* [Trecho de origem]
Mas, enfim, quem sabe de África é o Manuel S. Fonseca. O meu desabafo é apenas isso: um desabafo contra a hipocrisia.

Anónimo disse...

O Paris-Dakar é coisa "convivial"?!! eu diria que é coisa "colonial". Se acabar de vez, ainda bem. Será pelas más razões, mas ainda bem que acaba o despautério no meio da miséria.
n

Manuel S. Fonseca disse...

Sofia, a sua leitura muito mais política do que a que eu pretendia fazer, é justa e "acurate". Entendo é que, a principal ajuda que África pode receber vem dos próprios africanos, a começar pela capacidade de reconhecer erros e defeitos próprios.
Ao meu caro anónimo só quero dizer que o "Dakar" não me parece coisa colonial (para esse peditório já dei); parece-me mais coisa global. Creia que não é pelo que chama "despautério" ser agora abortado que a miséria acaba. A miséria fica só mais esquecida e menos visível. Acrescento, "just for the record", que para mim o estatuto de um Fiat 600 ou de um Porsche andam ela por ela, o que lhe dá uma ideia do apreço que tenho pela coisa em si. Sintetizando: o cancelamento do Dakar foi um triunfo da Al Qaeda; alguma boa consciência europeia alegra-se por não ter já de suportar o contraste gritante das máquinas milionárias com a pobreza extrema dos trópicos; a África continua pobre (talvez um pouco mais pobre) e mais fechada sobre si mesma.

Registos extraídos de uma coleção
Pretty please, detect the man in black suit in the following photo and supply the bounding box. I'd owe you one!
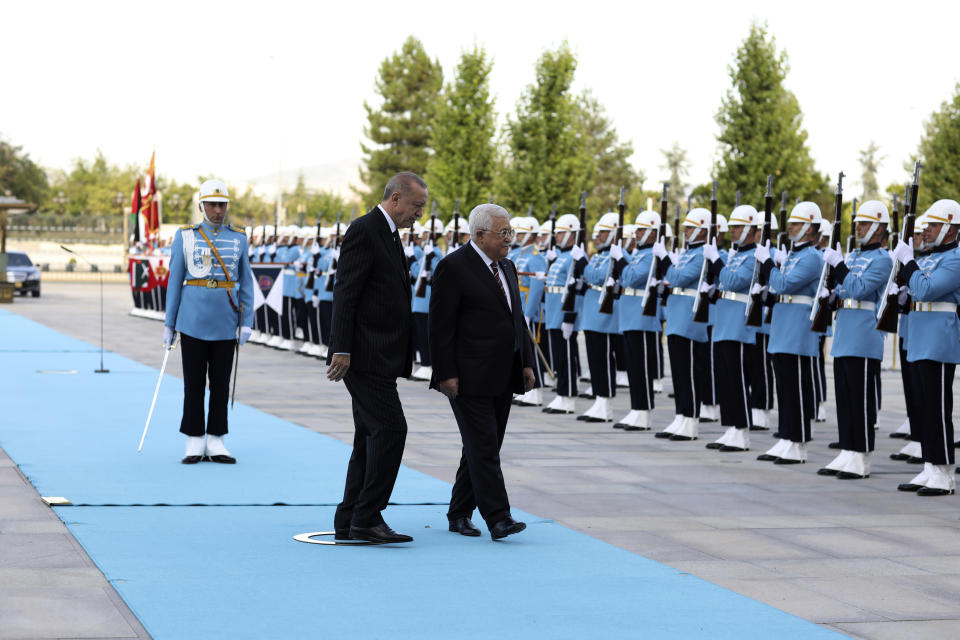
[429,204,534,540]
[327,173,427,543]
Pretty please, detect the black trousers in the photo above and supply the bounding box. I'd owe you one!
[333,369,407,530]
[413,311,433,367]
[911,360,957,464]
[447,391,513,528]
[772,353,817,442]
[667,335,710,418]
[747,332,776,411]
[317,300,333,347]
[303,300,320,344]
[623,331,660,411]
[713,340,757,429]
[547,329,580,398]
[583,331,617,398]
[180,333,237,436]
[898,338,921,442]
[610,333,627,371]
[833,357,880,453]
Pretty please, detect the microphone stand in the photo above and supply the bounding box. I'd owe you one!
[60,245,110,373]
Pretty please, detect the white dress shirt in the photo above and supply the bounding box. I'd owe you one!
[470,240,513,311]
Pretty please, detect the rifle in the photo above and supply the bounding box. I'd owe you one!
[325,211,343,291]
[413,200,437,298]
[810,171,843,333]
[643,182,670,316]
[745,176,773,327]
[875,160,923,333]
[600,187,627,315]
[560,191,587,313]
[693,180,718,322]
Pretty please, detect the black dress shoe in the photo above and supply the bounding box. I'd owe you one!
[917,487,953,496]
[350,522,413,544]
[490,516,527,540]
[450,518,480,538]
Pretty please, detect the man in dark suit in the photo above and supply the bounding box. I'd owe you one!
[327,173,427,543]
[429,204,534,540]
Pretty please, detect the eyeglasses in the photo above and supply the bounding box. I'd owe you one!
[477,229,517,240]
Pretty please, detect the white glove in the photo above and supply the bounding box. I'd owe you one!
[703,238,720,262]
[653,238,667,260]
[610,242,623,262]
[893,238,913,265]
[823,242,843,267]
[753,240,770,264]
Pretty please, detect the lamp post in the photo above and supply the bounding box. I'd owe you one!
[0,196,37,303]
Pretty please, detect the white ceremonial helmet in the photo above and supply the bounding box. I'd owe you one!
[555,213,580,246]
[592,211,620,249]
[923,199,960,247]
[853,200,890,245]
[727,204,763,245]
[787,200,823,242]
[680,207,710,243]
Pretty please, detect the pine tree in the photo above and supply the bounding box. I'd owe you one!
[356,36,443,202]
[427,47,497,214]
[714,24,832,211]
[860,140,883,202]
[911,83,960,211]
[496,43,593,218]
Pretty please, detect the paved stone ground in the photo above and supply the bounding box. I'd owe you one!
[0,283,960,639]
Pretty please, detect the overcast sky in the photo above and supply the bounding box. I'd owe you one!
[0,0,960,197]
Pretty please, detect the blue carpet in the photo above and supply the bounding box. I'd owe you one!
[0,311,837,640]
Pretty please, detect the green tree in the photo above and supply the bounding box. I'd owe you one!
[860,140,883,202]
[576,91,644,219]
[0,138,49,204]
[427,47,497,212]
[714,24,832,215]
[910,83,960,211]
[496,43,594,218]
[357,36,443,202]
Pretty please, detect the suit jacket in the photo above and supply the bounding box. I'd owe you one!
[429,244,533,396]
[327,208,413,378]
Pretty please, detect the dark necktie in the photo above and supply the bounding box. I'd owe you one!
[490,262,510,306]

* [Tarefa proposta 1] Resume em duas frases o trecho sobre o Paris-Dakar.
* [Tarefa proposta 2] No trecho sobre o Paris-Dakar, de onde vem, segundo Manuel S. Fonseca, a principal ajuda que África pode receber?
* [Tarefa proposta 3] Transcreve, por favor, o trecho sobre o Paris-Dakar começando em "Mas, enfim, quem" e seguindo até "meio da miséria.".

* [Resposta 1] Um comentador anónimo considera o Paris-Dakar coisa "colonial" e alegra-se com o seu fim, mesmo que seja pelas más razões. Manuel S. Fonseca responde que o Dakar lhe parece antes coisa global e que o seu cancelamento foi um triunfo da Al Qaeda, deixando a África pobre e mais fechada sobre si mesma.

* [Resposta 2] Dos próprios africanos.

* [Resposta 3]
Mas, enfim, quem sabe de África é o Manuel S. Fonseca. O meu desabafo é apenas isso: um desabafo contra a hipocrisia.

Anónimo disse...

O Paris-Dakar é coisa "convivial"?!! eu diria que é coisa "colonial". Se acabar de vez, ainda bem. Será pelas más razões, mas ainda bem que acaba o despautério no meio da miséria.